Usage

This page provides a quick introduction to using GrewTSE to create minimal-pair datasets from dependency treebanks and evaluate language models.

Quick Start

The typical workflow is:

  1. Parse a treebank

  2. Define a GREW query and dependency node

  3. Generate a dataset (masked or prompt-based)

  4. Generate minimal pairs

  5. Optionally evaluate a model and visualise results

Importing Grewtse:

from grewtse.pipeline import GrewTSEPipe

Parsing a Treebank

You must first load a CoNLL-U file, which is the standard format available for representing Universal Dependency treebanks. You can learn more about the .conllu format here.

gpipe = GrewTSEPipe()

path = "./treebanks"
treebank_path = f"{path}/example-treebank.conllu"
gpipe.parse_treebank(treebank_path)

Alternatively, you may supply multiple treebank files. We recommend these be from the same UD treebank.

gpipe = GrewTSEPipe()

path = "./treebanks"
treebank_paths = [f"{path}/example-treebank-train.conllu",
f"{path}/example-treebank-dev.conllu",
f"{path}/example-treebank-test.conllu"]
gpipe.parse_treebank(treebank_paths)

Defining a GREW Query

A GREW query specifies the syntactic phenomenon to target. The dependency_node must be a variable in the query and represents the token to manipulate when generating minimal pairs. One of the most important things to remember here is to include the pattern { } syntax.

grew_query = """
pattern {
  V [upos=VERB];
  DirObj [Case=Acc];
  V -[obj]-> DirObj;
}
"""

dependency_node = "DirObj"

**INFORMATION SHOWN**

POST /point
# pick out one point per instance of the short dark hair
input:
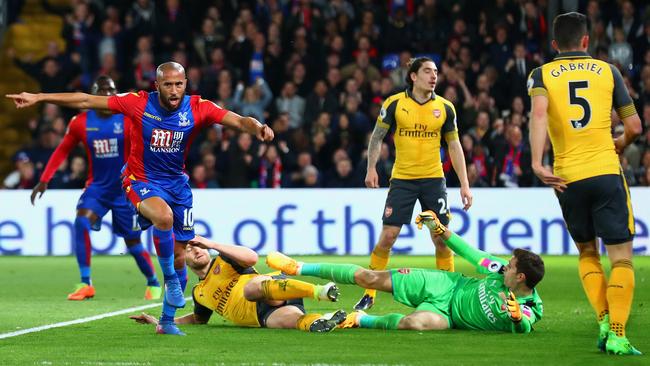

**TASK PROMPT**
List every step of the typical workflow given in the GrewTSE usage page. Rely only on the GrewTSE usage page and not on the data.

**RESPONSE**
1. Parse a treebank
2. Define a GREW query and dependency node
3. Generate a dataset (masked or prompt-based)
4. Generate minimal pairs
5. Optionally evaluate a model and visualise results